Exercise task
Change "dragonfly" to "damselfly" everywhere it appears in the records and leave every other word unchanged. Omit the pictures from your answer.

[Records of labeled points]
____

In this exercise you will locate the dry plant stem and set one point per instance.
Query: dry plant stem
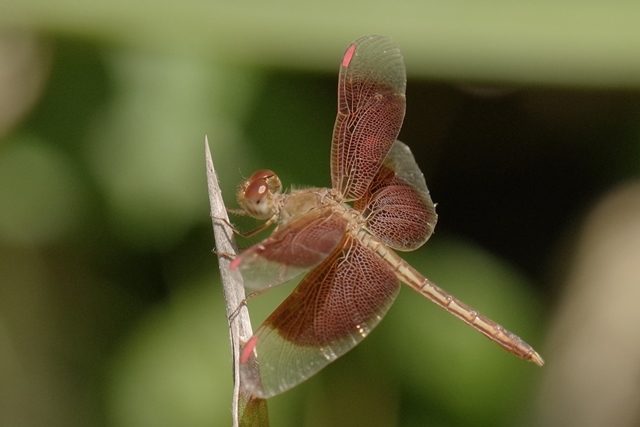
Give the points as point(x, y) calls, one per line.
point(237, 313)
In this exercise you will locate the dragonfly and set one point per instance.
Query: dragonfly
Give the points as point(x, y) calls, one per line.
point(345, 237)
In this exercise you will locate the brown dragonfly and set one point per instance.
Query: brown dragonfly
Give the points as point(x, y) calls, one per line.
point(344, 237)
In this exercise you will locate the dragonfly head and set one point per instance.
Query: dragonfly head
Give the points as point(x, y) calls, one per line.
point(258, 194)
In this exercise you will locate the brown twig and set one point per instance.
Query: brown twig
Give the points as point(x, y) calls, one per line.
point(247, 410)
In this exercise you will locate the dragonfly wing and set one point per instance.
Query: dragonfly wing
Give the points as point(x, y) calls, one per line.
point(296, 248)
point(397, 205)
point(371, 106)
point(334, 307)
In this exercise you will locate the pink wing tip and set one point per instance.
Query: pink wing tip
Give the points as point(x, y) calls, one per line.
point(348, 55)
point(248, 348)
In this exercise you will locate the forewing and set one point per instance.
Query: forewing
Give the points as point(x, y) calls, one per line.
point(397, 205)
point(292, 250)
point(334, 307)
point(371, 106)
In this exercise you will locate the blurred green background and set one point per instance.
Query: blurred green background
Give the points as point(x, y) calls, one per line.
point(524, 117)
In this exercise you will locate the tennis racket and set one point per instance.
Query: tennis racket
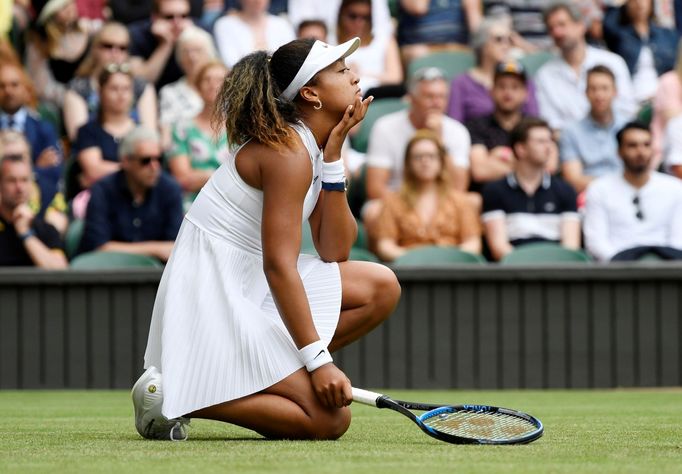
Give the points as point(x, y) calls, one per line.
point(461, 424)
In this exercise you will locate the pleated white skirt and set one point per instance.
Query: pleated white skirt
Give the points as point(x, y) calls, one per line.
point(216, 334)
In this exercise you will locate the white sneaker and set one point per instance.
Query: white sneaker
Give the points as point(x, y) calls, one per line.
point(147, 399)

____

Response to the task
In this exercise you will locate the dry plant stem and set one point per instance.
Query: dry plant stem
Give the points as point(x, y) calls, one per line.
point(237, 313)
In this exercise you will locate the damselfly and set one point per instance.
Query: damselfly
Give the points as point(x, y) calls, one per line.
point(345, 237)
In this exercise you will locate the brown damselfly and set one point per instance.
Query: brown damselfly
Give the points as point(x, y) calls, one per line.
point(344, 237)
In this exercise you will locate the damselfly head and set one point per instance.
Query: damselfly head
Give the points as point(x, y) calls, one per line.
point(258, 194)
In this exercise you will locate the brown twig and set one point per instance.
Query: brown twig
Give the points as point(x, y) calls, one per line.
point(247, 410)
In this exercise you will locate the damselfly wing and set one point per instance.
Query: damselfly wing
Give the points as point(x, y) calls, one per line.
point(296, 248)
point(397, 205)
point(371, 106)
point(334, 307)
In this exercise you will locate the pink wing tip and set one point per instance.
Query: pink wing tip
Give the points as point(x, y) calls, one per line.
point(348, 55)
point(248, 348)
In this exercise you will locate the forewing and set one point per instance.
Query: forewing
Give the points as point(x, y) calls, one per line.
point(397, 205)
point(292, 250)
point(334, 307)
point(371, 106)
In this exercise you will locate the blurred green background and set one point per instance.
Query: blurred green background
Give the points as point(x, y) calls, one per line.
point(524, 117)
In this exercise you will locate the tennis racket and set one point per instance.
Query: tennis racket
Give the points as point(x, y) calls, one per line.
point(461, 424)
In this exercise you will locate the pleated white skirt and set one point per instance.
Query: pleated white skirt
Give the points as point(x, y) calls, one per line.
point(216, 334)
In this exercise you will locate the white sneaker and set one point per instance.
Query: white sneaker
Give the points as point(x, y) calls, one per line.
point(147, 399)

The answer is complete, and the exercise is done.